[Directive]
Your task is to return the line containing "Point to the balcony railing." plus every line after it, exactly and with nothing added.
* Start *
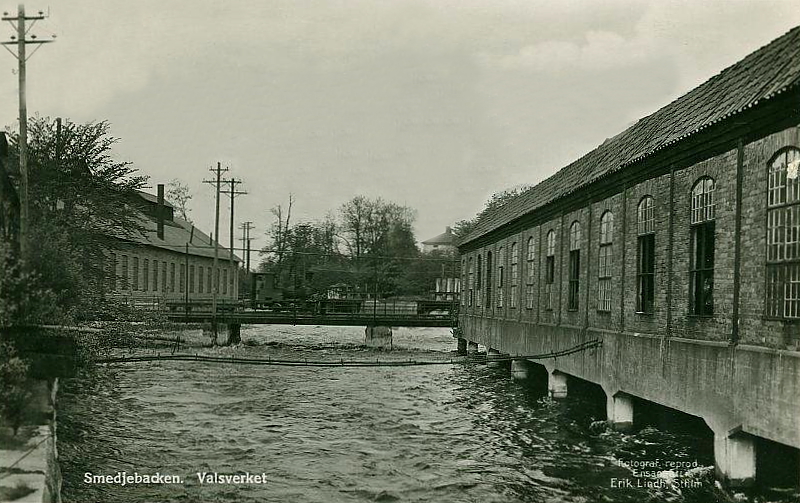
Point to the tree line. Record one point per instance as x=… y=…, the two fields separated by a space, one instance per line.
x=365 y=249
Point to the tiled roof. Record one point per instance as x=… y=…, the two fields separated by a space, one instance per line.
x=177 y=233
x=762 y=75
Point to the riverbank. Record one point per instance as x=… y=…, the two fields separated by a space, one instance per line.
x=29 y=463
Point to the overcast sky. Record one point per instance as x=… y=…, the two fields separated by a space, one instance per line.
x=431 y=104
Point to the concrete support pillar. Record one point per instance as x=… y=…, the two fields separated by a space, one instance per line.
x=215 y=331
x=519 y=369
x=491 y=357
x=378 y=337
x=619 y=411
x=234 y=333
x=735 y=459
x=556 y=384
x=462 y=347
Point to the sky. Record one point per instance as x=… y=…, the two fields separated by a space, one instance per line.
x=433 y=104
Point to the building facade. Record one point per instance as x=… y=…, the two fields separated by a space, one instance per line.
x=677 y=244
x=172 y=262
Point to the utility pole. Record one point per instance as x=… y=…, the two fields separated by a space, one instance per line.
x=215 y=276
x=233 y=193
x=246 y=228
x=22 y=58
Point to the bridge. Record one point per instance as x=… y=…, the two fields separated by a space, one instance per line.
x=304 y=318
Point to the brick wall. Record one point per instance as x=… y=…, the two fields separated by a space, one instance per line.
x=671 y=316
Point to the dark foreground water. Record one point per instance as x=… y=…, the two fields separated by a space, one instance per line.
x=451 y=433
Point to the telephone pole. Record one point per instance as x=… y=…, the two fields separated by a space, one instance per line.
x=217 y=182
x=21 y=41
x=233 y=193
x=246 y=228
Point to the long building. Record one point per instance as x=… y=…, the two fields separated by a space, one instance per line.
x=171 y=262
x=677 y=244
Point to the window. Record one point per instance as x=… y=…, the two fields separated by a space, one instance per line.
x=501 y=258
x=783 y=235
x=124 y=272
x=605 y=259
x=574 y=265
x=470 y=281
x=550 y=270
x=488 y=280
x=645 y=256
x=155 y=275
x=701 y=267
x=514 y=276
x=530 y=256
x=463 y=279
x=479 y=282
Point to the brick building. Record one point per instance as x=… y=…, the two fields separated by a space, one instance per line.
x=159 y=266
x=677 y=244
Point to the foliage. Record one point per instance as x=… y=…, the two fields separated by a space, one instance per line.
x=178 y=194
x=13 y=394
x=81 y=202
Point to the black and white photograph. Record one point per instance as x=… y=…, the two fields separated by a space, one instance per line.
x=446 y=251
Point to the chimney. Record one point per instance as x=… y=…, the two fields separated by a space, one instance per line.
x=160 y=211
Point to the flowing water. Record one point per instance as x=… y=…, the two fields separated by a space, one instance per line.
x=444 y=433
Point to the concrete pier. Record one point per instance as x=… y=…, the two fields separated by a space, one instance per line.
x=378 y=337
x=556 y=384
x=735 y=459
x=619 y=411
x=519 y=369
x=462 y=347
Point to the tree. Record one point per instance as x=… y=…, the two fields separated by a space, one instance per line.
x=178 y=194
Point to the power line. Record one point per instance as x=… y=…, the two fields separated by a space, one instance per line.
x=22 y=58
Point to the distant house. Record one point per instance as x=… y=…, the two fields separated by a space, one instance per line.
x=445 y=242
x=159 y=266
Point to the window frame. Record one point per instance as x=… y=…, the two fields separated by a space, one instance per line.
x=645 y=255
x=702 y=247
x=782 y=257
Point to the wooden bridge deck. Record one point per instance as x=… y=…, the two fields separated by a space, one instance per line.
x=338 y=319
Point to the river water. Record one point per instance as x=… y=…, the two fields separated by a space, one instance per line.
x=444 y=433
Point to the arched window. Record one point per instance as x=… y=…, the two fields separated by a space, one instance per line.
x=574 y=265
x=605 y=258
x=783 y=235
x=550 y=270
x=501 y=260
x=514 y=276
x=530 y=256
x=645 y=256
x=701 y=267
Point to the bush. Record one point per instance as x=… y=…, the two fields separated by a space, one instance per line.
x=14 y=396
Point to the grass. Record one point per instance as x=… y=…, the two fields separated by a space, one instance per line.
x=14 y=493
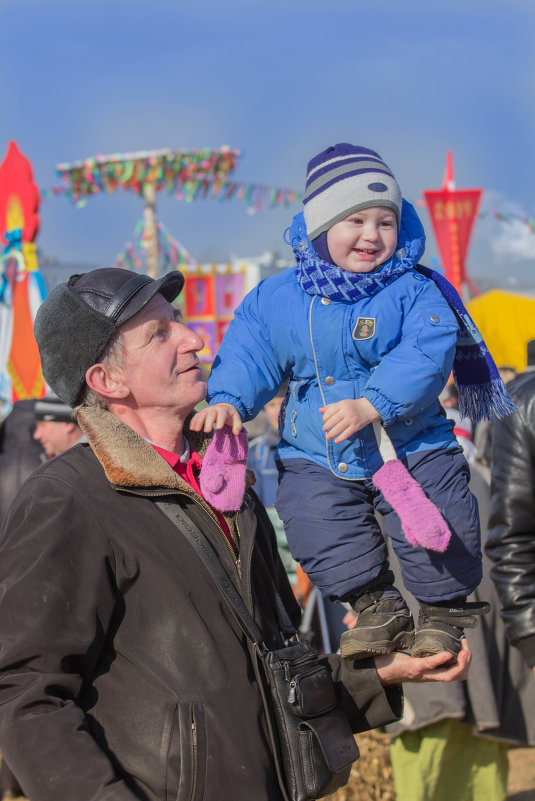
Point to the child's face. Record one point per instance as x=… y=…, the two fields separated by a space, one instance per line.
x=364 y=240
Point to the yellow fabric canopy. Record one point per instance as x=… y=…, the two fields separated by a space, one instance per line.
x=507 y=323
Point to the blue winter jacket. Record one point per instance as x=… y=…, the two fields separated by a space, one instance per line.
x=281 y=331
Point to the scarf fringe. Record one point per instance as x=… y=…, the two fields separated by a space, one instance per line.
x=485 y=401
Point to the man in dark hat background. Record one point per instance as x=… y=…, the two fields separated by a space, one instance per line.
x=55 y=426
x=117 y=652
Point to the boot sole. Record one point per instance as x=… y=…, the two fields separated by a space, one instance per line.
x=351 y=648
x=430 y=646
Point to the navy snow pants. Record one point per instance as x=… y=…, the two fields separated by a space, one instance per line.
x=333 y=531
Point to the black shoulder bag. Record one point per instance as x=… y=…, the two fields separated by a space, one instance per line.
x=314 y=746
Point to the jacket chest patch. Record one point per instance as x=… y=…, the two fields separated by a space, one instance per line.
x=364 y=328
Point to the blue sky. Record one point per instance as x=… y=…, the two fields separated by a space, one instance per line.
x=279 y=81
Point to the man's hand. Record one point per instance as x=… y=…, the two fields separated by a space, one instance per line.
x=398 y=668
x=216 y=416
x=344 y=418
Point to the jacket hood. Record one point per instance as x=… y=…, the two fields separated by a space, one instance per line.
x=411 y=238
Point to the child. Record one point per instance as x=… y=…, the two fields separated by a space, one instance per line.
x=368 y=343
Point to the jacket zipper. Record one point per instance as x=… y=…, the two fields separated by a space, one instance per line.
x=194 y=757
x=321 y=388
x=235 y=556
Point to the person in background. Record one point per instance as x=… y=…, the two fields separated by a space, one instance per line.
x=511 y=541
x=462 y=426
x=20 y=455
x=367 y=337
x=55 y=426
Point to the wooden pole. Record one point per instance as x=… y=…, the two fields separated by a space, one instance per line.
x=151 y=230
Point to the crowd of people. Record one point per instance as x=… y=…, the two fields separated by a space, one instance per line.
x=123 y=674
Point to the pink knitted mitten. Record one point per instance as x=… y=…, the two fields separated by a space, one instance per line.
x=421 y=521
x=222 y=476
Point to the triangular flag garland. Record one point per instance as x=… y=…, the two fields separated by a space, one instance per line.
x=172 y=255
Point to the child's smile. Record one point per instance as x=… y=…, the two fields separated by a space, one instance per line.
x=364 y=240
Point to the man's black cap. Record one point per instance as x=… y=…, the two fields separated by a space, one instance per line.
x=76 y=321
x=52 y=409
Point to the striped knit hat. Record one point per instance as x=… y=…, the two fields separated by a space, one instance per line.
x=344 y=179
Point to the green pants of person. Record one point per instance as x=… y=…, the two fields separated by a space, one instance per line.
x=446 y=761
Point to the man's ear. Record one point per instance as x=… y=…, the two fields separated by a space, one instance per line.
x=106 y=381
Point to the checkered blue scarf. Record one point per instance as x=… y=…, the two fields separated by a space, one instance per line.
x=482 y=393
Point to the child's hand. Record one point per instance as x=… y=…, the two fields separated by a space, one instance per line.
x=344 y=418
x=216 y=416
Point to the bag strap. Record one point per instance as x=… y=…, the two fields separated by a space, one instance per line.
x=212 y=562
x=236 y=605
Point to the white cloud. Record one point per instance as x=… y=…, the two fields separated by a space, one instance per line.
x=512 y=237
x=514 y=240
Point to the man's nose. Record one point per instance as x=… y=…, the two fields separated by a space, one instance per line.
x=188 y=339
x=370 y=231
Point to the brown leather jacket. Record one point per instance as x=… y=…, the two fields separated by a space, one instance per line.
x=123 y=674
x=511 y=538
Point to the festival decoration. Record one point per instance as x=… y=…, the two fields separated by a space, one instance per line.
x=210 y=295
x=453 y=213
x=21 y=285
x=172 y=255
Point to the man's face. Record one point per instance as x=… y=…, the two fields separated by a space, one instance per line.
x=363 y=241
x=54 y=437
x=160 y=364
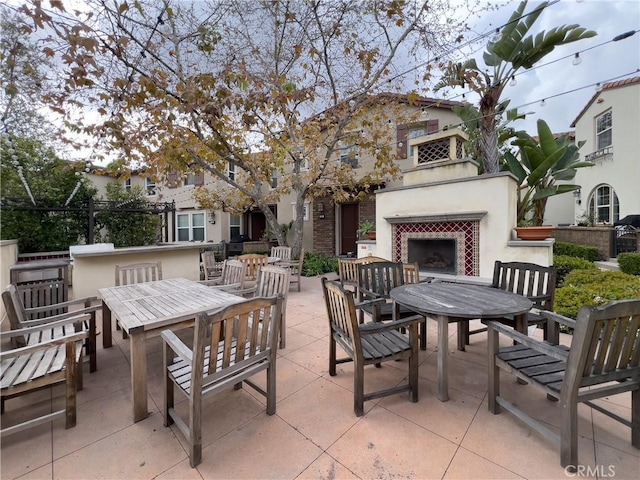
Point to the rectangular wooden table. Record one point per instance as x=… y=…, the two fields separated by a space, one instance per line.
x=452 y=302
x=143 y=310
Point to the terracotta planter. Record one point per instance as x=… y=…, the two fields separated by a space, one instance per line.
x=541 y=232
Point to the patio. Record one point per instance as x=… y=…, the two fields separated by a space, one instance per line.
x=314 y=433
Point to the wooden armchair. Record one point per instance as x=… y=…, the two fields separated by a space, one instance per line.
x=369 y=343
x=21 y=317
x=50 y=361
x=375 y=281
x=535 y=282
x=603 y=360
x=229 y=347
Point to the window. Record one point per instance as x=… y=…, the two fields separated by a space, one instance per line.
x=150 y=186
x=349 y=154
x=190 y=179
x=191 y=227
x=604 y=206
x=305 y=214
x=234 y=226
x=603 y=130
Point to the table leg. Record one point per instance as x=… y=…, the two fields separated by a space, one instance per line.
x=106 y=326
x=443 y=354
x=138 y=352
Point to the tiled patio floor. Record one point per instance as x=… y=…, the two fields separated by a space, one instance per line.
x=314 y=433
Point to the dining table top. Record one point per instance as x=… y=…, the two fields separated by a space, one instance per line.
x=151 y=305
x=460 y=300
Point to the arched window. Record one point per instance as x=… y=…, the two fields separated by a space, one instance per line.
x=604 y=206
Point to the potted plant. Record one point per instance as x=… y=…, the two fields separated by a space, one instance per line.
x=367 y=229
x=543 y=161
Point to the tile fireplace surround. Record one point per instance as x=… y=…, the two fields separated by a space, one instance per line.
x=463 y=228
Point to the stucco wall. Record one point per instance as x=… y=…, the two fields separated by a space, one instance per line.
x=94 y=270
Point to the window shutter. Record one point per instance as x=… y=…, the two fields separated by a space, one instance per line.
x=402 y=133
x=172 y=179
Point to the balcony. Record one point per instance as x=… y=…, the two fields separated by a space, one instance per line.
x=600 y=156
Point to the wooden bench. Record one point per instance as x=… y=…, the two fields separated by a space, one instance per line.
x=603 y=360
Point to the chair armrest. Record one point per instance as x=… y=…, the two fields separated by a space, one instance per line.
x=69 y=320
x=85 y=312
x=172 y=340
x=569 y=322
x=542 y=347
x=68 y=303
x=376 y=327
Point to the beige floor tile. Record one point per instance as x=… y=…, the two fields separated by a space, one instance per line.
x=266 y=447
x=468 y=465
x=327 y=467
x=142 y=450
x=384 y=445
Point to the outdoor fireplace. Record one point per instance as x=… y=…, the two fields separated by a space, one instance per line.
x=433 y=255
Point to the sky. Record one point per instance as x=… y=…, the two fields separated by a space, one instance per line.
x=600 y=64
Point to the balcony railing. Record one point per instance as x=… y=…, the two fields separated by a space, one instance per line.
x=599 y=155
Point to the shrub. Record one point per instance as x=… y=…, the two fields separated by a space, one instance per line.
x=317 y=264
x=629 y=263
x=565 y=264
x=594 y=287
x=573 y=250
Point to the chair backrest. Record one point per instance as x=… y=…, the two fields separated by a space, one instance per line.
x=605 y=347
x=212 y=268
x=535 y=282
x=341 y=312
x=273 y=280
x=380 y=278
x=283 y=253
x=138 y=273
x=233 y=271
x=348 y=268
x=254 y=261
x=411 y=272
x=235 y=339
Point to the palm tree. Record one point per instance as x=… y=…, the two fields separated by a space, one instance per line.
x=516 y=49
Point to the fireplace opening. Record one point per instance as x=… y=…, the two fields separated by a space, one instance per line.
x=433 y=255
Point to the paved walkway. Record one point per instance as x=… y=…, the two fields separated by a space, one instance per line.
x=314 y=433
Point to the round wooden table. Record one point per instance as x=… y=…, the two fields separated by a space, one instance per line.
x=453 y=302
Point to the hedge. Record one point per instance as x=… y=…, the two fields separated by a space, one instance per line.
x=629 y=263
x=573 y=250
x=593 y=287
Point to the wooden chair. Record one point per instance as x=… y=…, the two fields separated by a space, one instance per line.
* End *
[Answer to the task]
Point to the balcony railing. Record one point per instance as x=… y=…, the two fields separated by a space, one instance per line.
x=599 y=155
Point to the shrub. Record one point per instance as x=… y=…, the two fields separated by a space, one instance per line.
x=317 y=264
x=629 y=263
x=565 y=264
x=594 y=287
x=573 y=250
Point to the chair backrest. Record one point per instance as x=… y=…, the two fields separated by a space, one instance per line.
x=605 y=347
x=212 y=268
x=535 y=282
x=341 y=312
x=273 y=280
x=380 y=278
x=283 y=253
x=138 y=273
x=233 y=271
x=348 y=268
x=254 y=261
x=411 y=272
x=235 y=339
Point to the palm tree. Record one point per instance as x=… y=…, the two fields separated by a space, one instance per line.
x=516 y=49
Point to the fireplace opening. Record one point per instance as x=… y=…, the two fields separated by a space, one instance per line.
x=433 y=255
Point to the paved walkway. Record one point per instance as x=… y=…, the two fields separated by a space, one instance per line.
x=314 y=433
Point to the round wooden table. Record one point per instance as x=… y=…, the two fields separated by a space, one instance per line.
x=453 y=302
Point to the hedge. Record one point per instance as x=… y=…, the two fields separated by a space, one instance per line.
x=629 y=263
x=573 y=250
x=593 y=287
Point to the wooden chair. Record one point per instance as x=… y=…, the two fields separated by a space, one instance per line.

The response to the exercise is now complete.